*Passage to read*:
Memorial Day is a time of great emotion for some of us. While there is nothing wrong with enjoying your day off with hot dogs and beer, some of us would ask a few moments for a group of men, and some women, who will not be enjoying those things ever again.
For me, it is a day of remembering a few such men in particular. They can join in neither somberness nor revelry, but it is my earnest hope and desire that they are received by God with the same acclaim and respect that we, who are left behind, remember them with.
Some, in particular, left this earth with special distinction and heroism. Some, I had the honor of knowing first hand. Men whose voices I could recognize, whose faces I will never forget. I knew what sort of laugh they had and whether they were inclined to smile broadly or smirk. I am not their blood family, and I will never know them as intimately as their true families did. I do, however, consider them my brothers, nonetheless.
One such man is 1st LT David R. Bernstein. He died on a night that I will never forget– 18 October 2003. On that night, his patrol came under fire with small arms and RPGs. Lieutenant Bernstein was shot in the leg, yet staggered under fire to the other side his Humvee, which had flipped and thrown the driver out. There, he freed the pinned driver and even managed to get the vehicle up off the berm. He later succumbed to his wounds, as he had been shot in the femoral artery, and bled to death shortly afterward, despite the best attempts of the medics and flight surgeon. He was posthumously awarded the Silver Star.
Also on that truck, serving as gunner for 1st LT Bernstein, was PFC John D. Hart. Hart expended all his ammunition in that engagement, bravely standing behind his exposed turret-mounted machine gun as enemy fire fell all about him. Hart left this world somewhat with merciful swiftness, as he was shot through the neck at some point in the battle. He simply staggered to the side and sat down one on of the benches, probably dead before he even sat down. I do not know, but I would like to think that at least it was so quick he felt little to no pain or fear.
Others that I had the honor of knowing would join them over the years. Men like Keith Eisenhower, Damion Campbell, Russell Bell, Edwardo Loredo, David Rice, and Sascha Struble. I cannot do anything more for them now, besides remember them and hope that they have had a soft landing, at that last jump onto God’s drop zone.

*Data to examine*:
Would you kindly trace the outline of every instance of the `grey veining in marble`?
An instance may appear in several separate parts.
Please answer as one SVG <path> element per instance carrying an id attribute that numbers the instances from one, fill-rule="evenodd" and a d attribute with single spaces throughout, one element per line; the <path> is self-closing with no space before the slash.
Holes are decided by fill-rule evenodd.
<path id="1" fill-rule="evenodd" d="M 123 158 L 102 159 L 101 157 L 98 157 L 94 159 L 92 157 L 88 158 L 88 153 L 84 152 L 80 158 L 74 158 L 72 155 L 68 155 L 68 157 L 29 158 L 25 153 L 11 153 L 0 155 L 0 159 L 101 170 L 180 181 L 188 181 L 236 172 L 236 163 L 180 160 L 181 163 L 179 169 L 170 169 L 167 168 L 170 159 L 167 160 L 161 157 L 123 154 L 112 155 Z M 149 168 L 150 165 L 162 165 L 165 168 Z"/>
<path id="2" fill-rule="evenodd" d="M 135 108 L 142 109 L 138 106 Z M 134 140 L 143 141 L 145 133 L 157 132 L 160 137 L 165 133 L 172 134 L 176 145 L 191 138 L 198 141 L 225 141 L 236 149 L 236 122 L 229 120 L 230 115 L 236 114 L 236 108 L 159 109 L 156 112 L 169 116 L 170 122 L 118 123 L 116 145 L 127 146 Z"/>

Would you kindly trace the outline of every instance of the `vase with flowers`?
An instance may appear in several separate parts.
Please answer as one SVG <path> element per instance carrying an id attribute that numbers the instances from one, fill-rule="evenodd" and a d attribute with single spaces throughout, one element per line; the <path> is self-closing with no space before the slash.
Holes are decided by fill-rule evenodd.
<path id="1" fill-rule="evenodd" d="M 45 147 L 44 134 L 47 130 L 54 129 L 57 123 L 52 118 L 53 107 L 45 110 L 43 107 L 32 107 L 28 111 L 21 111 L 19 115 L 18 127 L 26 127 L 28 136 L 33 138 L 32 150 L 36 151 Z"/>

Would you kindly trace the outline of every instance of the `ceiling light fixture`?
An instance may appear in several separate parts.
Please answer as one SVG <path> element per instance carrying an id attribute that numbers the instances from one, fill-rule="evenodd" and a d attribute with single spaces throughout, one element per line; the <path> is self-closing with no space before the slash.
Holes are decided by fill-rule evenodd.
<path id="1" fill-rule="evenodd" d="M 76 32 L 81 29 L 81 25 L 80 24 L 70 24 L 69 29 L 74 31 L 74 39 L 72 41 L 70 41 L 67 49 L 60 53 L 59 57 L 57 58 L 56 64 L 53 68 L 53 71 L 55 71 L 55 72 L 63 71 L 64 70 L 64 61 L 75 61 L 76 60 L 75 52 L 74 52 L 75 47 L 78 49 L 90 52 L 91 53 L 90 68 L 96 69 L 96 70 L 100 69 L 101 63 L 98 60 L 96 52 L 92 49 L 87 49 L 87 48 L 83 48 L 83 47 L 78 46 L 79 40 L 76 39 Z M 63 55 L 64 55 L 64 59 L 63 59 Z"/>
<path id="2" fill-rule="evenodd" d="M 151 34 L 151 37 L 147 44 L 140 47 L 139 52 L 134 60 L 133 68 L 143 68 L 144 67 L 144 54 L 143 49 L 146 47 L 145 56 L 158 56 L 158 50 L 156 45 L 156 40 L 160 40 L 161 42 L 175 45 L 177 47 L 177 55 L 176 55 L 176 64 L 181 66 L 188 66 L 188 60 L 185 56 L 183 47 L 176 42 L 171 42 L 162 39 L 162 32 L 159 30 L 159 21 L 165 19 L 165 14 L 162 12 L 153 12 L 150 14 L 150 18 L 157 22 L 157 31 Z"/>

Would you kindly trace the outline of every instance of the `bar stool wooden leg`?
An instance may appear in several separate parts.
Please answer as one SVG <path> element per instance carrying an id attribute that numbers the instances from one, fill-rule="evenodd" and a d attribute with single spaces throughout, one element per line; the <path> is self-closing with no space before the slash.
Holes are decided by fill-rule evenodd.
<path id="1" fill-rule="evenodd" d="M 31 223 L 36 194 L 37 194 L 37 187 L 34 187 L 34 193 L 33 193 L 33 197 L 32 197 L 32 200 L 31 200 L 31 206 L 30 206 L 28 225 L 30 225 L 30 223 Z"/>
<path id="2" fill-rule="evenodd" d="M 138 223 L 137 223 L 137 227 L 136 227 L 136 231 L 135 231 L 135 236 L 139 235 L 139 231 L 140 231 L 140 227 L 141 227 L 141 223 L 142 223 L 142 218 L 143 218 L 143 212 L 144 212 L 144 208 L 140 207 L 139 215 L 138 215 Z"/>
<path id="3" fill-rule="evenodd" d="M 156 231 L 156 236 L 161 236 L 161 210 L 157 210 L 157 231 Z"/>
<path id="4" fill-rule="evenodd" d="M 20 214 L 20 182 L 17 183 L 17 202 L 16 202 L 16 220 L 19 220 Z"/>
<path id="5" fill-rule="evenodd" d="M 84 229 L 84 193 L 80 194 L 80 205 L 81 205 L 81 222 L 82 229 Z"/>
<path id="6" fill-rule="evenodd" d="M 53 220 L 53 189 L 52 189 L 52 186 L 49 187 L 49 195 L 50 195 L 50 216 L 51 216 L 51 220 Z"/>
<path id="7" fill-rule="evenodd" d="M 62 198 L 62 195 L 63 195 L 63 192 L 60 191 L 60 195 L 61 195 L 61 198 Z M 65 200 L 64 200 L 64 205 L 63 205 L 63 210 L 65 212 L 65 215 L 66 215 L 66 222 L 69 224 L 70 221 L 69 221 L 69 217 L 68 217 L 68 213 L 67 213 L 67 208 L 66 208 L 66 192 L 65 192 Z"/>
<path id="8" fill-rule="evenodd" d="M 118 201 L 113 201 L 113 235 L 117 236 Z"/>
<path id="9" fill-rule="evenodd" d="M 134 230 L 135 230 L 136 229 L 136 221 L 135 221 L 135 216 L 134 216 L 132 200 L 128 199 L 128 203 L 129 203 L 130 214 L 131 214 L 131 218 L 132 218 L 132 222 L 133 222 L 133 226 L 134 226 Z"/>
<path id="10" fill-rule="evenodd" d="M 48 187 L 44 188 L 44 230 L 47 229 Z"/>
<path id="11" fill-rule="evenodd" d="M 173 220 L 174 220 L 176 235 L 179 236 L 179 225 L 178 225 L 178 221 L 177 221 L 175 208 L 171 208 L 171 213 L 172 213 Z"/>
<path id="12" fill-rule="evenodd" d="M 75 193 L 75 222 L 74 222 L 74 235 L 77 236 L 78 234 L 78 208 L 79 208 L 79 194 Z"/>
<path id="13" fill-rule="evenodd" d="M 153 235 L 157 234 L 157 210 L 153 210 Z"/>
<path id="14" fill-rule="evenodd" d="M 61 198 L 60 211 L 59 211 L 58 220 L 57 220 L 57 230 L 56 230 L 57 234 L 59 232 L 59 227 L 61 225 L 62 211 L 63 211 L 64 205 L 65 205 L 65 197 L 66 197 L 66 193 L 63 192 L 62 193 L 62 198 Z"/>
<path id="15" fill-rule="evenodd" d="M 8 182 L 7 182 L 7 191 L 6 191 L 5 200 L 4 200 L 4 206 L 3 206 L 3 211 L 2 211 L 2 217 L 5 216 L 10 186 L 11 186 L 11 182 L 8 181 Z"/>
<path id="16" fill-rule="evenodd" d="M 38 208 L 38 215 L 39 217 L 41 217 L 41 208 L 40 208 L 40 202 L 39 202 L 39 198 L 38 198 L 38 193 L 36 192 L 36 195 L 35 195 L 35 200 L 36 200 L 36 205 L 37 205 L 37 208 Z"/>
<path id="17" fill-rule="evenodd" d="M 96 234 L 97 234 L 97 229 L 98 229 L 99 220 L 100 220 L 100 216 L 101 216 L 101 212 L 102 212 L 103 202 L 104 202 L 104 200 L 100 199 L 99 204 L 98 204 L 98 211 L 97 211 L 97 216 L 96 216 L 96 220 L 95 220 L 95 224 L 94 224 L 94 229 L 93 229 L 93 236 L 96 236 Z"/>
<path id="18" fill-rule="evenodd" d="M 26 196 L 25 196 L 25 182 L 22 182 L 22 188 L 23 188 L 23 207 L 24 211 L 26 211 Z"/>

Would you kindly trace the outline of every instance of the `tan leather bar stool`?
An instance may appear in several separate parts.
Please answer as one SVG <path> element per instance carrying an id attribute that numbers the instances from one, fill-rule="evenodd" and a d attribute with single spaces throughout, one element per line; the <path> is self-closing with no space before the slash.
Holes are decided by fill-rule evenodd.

* * *

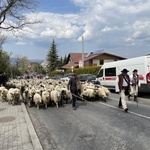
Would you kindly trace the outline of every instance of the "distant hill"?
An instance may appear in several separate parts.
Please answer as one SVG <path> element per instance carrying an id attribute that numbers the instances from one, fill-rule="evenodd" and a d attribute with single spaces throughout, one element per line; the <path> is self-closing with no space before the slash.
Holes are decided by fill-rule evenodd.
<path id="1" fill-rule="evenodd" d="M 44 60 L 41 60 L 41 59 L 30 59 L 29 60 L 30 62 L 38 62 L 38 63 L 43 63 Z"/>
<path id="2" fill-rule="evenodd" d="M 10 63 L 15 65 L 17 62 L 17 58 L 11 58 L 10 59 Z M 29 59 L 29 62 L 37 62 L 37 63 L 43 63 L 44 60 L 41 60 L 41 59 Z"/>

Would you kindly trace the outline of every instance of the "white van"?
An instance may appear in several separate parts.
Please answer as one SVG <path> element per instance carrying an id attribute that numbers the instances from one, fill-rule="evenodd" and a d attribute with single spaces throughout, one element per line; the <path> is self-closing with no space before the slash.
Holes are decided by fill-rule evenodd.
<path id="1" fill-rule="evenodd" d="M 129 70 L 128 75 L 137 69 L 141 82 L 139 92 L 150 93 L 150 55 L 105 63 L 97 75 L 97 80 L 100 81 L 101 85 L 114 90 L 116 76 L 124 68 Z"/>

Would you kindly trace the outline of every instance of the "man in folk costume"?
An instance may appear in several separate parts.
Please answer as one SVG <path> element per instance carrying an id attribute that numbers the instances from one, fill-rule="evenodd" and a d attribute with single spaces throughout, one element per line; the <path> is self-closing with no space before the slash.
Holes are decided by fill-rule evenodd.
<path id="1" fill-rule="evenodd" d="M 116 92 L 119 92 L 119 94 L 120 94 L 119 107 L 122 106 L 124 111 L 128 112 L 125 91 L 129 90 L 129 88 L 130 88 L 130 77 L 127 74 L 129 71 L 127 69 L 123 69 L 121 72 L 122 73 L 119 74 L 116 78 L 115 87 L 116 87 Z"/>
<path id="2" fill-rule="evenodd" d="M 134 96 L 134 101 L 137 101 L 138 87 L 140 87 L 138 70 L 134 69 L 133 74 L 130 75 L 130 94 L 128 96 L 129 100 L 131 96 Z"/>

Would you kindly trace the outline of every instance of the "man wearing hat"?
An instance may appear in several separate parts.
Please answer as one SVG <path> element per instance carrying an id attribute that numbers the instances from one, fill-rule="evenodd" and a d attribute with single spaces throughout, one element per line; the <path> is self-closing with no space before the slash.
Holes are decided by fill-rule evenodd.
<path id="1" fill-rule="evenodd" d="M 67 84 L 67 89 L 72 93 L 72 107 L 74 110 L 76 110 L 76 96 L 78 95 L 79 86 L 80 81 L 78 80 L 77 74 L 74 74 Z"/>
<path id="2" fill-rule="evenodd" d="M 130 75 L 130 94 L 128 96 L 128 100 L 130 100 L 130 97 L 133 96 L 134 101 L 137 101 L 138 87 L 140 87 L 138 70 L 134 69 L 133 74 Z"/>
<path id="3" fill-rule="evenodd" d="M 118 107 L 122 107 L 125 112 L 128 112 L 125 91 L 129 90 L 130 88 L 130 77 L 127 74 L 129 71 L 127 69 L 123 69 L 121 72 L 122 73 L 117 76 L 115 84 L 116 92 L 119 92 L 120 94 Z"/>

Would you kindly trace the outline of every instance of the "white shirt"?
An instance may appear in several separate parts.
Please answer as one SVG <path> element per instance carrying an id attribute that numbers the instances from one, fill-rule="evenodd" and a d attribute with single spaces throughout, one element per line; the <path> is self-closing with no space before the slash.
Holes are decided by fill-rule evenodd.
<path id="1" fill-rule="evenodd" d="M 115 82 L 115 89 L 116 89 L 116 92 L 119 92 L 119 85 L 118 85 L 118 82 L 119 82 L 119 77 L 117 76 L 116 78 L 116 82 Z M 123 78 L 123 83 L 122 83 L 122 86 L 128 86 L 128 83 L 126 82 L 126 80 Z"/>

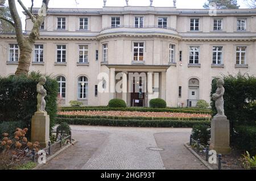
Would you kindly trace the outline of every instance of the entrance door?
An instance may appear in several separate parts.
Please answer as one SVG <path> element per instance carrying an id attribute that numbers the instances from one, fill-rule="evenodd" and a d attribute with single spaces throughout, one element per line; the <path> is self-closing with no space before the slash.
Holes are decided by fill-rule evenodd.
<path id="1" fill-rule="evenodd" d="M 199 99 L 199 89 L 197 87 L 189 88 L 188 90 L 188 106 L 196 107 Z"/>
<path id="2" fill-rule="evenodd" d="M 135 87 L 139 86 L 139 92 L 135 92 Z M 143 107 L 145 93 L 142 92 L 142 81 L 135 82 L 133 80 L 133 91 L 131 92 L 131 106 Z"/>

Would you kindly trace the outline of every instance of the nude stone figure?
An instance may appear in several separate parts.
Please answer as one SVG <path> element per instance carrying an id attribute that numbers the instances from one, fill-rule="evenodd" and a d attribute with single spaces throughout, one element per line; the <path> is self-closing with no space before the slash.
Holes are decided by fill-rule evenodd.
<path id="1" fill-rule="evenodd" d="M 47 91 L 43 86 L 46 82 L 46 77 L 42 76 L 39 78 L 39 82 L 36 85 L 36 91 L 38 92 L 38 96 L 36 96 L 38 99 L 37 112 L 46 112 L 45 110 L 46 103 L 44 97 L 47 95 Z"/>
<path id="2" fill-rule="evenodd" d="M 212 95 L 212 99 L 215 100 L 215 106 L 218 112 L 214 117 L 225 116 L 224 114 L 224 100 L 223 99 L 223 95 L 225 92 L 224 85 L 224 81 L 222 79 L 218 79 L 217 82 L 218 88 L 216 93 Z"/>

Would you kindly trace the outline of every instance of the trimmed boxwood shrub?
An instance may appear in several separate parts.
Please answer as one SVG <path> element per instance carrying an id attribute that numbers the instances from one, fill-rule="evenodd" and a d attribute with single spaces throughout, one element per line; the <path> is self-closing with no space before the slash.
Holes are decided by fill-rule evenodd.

*Work instruction*:
Please state the date on which 1st LT David R. Bernstein died, according to the Memorial Day reflection. The entries come from a separate source and are unrelated to the Memorial Day reflection.

*Result below*:
18 October 2003